What you should do: Convert all of the material below into a numbered list, omitting any blank lines and leaving the pictures out of your answer.

Data provided:
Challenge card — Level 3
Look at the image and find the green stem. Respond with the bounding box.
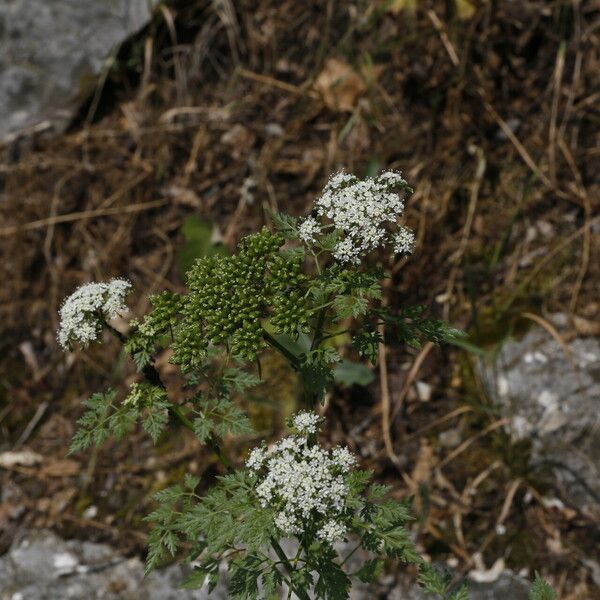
[104,321,232,471]
[263,330,300,371]
[271,537,310,600]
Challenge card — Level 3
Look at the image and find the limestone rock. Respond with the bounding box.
[0,0,156,139]
[480,316,600,518]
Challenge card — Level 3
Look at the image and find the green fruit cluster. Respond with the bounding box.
[173,228,308,365]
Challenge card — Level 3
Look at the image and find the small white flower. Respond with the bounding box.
[57,279,131,349]
[317,520,346,544]
[316,171,408,264]
[394,227,415,254]
[331,446,356,473]
[298,217,321,244]
[246,411,356,541]
[246,448,267,471]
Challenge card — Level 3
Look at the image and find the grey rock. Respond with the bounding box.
[0,0,157,139]
[0,530,528,600]
[480,322,600,518]
[0,530,227,600]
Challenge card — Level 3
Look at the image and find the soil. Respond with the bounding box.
[0,0,600,600]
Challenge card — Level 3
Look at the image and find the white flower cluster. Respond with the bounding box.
[246,412,356,543]
[394,226,415,254]
[298,217,321,244]
[300,171,414,264]
[57,279,131,349]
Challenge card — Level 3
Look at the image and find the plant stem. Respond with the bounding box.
[263,330,300,371]
[271,537,310,600]
[104,321,231,471]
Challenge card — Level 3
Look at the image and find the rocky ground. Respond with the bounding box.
[0,530,528,600]
[0,0,600,600]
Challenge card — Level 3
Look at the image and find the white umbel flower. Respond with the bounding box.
[246,411,356,543]
[57,279,131,349]
[310,171,409,264]
[317,520,346,544]
[298,217,321,244]
[394,227,415,254]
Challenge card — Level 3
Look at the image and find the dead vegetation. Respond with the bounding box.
[0,0,600,600]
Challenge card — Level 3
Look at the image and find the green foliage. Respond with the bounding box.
[70,382,169,453]
[65,189,555,600]
[194,396,254,442]
[376,306,465,348]
[529,573,556,600]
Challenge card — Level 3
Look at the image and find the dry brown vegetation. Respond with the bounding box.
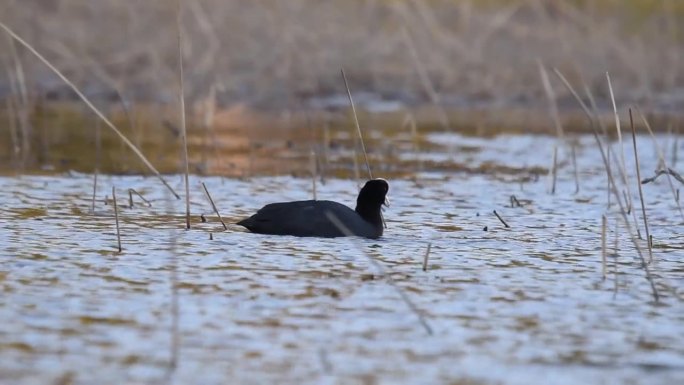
[0,0,684,108]
[0,0,684,175]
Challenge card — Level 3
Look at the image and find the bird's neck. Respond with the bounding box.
[356,202,382,228]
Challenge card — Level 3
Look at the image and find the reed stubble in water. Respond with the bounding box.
[340,69,373,180]
[202,182,228,230]
[112,186,122,253]
[629,108,653,263]
[0,22,180,199]
[601,214,608,280]
[176,0,190,230]
[90,120,100,214]
[636,107,684,221]
[423,243,432,271]
[494,210,511,229]
[537,60,564,195]
[326,211,433,335]
[554,68,660,302]
[606,71,641,220]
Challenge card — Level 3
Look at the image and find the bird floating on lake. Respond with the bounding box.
[237,179,389,239]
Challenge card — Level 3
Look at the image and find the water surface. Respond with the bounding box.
[0,134,684,384]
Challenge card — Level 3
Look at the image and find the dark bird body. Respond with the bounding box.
[238,179,389,238]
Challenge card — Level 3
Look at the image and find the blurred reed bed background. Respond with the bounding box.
[0,0,684,174]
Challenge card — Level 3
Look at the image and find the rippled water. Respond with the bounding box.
[0,135,684,384]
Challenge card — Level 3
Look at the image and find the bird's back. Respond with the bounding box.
[238,200,382,238]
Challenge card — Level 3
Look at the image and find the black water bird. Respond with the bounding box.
[237,179,389,238]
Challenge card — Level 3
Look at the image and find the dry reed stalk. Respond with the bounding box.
[128,188,152,207]
[112,186,122,253]
[202,182,228,230]
[176,0,190,230]
[309,149,318,200]
[90,120,100,214]
[636,106,684,221]
[494,210,511,229]
[601,214,608,280]
[6,96,21,166]
[613,221,620,298]
[606,71,637,223]
[537,60,565,194]
[549,144,558,195]
[571,143,579,194]
[554,68,660,302]
[423,243,432,271]
[537,60,565,140]
[340,69,373,179]
[629,108,653,263]
[8,36,33,164]
[0,22,180,199]
[401,27,453,135]
[582,85,613,208]
[671,125,679,167]
[321,119,330,179]
[325,211,433,335]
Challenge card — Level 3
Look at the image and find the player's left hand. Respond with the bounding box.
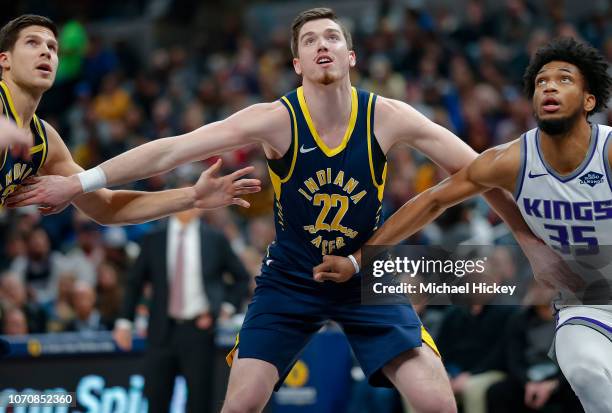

Answer to this task:
1. Challenge card — Level 3
2. Look at the image and find the green stem. Respond with the bounding box.
3. [104,321,232,471]
4. [263,330,300,371]
5. [271,537,310,600]
6. Challenge card — Level 3
7. Look at the image and find the limestone rock. Respond with the bounding box.
8. [0,0,156,139]
9. [480,316,600,518]
10. Challenge card — Level 3
11. Look at the image and find the green fruit cluster. Respond with the bounding box.
12. [173,228,308,365]
13. Challenge card — Level 3
14. Look at the image and find the small white flower. Respond with the bounding box.
15. [57,279,131,349]
16. [317,520,346,544]
17. [316,171,408,264]
18. [394,227,415,254]
19. [331,446,356,473]
20. [298,217,321,244]
21. [246,411,356,541]
22. [246,448,267,471]
23. Challenge card — Level 3
24. Look at the image and find the grey rock. Respond with the bounding box.
25. [0,0,157,139]
26. [0,530,528,600]
27. [480,322,600,518]
28. [0,530,227,600]
29. Challenge card — Level 3
30. Look at the image and find the soil. Respond with the bounding box.
31. [0,0,600,600]
32. Challenge card — Level 3
33. Look at the image and find the white flower cluster. Respond with the bounding box.
34. [246,412,356,543]
35. [394,226,415,254]
36. [298,217,321,244]
37. [300,171,414,264]
38. [57,279,131,349]
39. Challenge card — Level 3
40. Look at the image and find the plant stem. Respond with the bounding box.
41. [263,330,300,371]
42. [271,537,310,600]
43. [104,321,231,471]
44. Challenge card — Level 3
45. Look at the image and find the rocky ground. Respond with the bounding box.
46. [0,530,528,600]
47. [0,0,600,600]
48. Challenge card — Level 3
49. Look at the image and find the white umbel flower. Respond with the bounding box.
50. [246,411,356,543]
51. [57,279,131,349]
52. [310,171,409,264]
53. [317,520,346,544]
54. [298,217,321,244]
55. [394,227,415,254]
56. Challenge card — Level 3
57. Look at the image and find the dead vegetation. Respond with the bounding box.
58. [0,0,600,600]
59. Challenge card — Level 3
60. Look at the image and find the green foliage. Respond with the bounding box.
61. [70,382,169,453]
62. [65,189,555,600]
63. [194,396,254,442]
64. [376,306,465,348]
65. [529,573,556,600]
66. Challenge card — Level 3
67. Look at the image and find the dry brown vegetation. Respond with the bounding box.
68. [0,0,684,108]
69. [0,0,684,175]
70. Challenge card — Level 3
71. Look at the image and find the bird's neck. Respond with the bounding box.
72. [356,202,382,228]
73. Challenge card — Level 3
74. Look at the image and find the reed stubble in water. Respond with the bounding box.
75. [340,69,373,180]
76. [202,182,228,230]
77. [112,186,122,253]
78. [629,108,653,263]
79. [0,22,180,199]
80. [601,214,608,280]
81. [176,0,190,230]
82. [90,120,100,214]
83. [636,107,684,221]
84. [423,243,432,271]
85. [494,210,511,229]
86. [537,60,564,195]
87. [326,211,433,335]
88. [554,68,660,302]
89. [606,71,641,220]
90. Challenge card — Level 3
91. Look at the image and find the bird floating on lake. Respond with the bounding box.
92. [237,179,389,239]
93. Challenge card — Level 3
94. Look at the image and find the water surface. Respond with the bounding box.
95. [0,134,684,384]
96. Challenge card — Level 3
97. Look at the image and find the dark bird body. Respond with the bounding box.
98. [238,179,389,238]
99. Challenge card — Level 3
100. Look at the image and find the blurred reed bed background. Respond with the bounding box.
101. [0,0,684,174]
102. Challenge card — Level 3
103. Look at the image and find the rippled water. Respond with the bounding box.
104. [0,135,684,384]
105. Challenge card — Level 3
106. Look at the image and find the bird's back. Respond with the bounding box.
107. [238,200,382,238]
108. Challenge card — Level 3
109. Look at the image and find the black water bird. Respond with the bounding box.
110. [237,179,389,238]
111. Challenge card — Level 3
112. Look at the image and find the dry reed stalk. Respond with the bounding box.
113. [128,188,152,207]
114. [112,186,122,253]
115. [202,182,228,230]
116. [176,0,190,230]
117. [309,149,318,200]
118. [90,120,100,214]
119. [636,106,684,221]
120. [494,210,511,229]
121. [601,214,608,280]
122. [6,96,21,166]
123. [613,221,620,298]
124. [606,71,637,223]
125. [537,60,565,194]
126. [549,144,558,195]
127. [571,143,579,194]
128. [554,68,660,302]
129. [423,243,432,271]
130. [537,60,565,140]
131. [340,69,373,179]
132. [629,108,653,263]
133. [8,36,33,164]
134. [0,22,180,199]
135. [401,27,453,135]
136. [582,85,613,208]
137. [671,125,679,167]
138. [321,119,330,179]
139. [325,211,433,335]
140. Challenge card — Level 3
141. Look at the image and find the player's left hand. Respond with the bounding box.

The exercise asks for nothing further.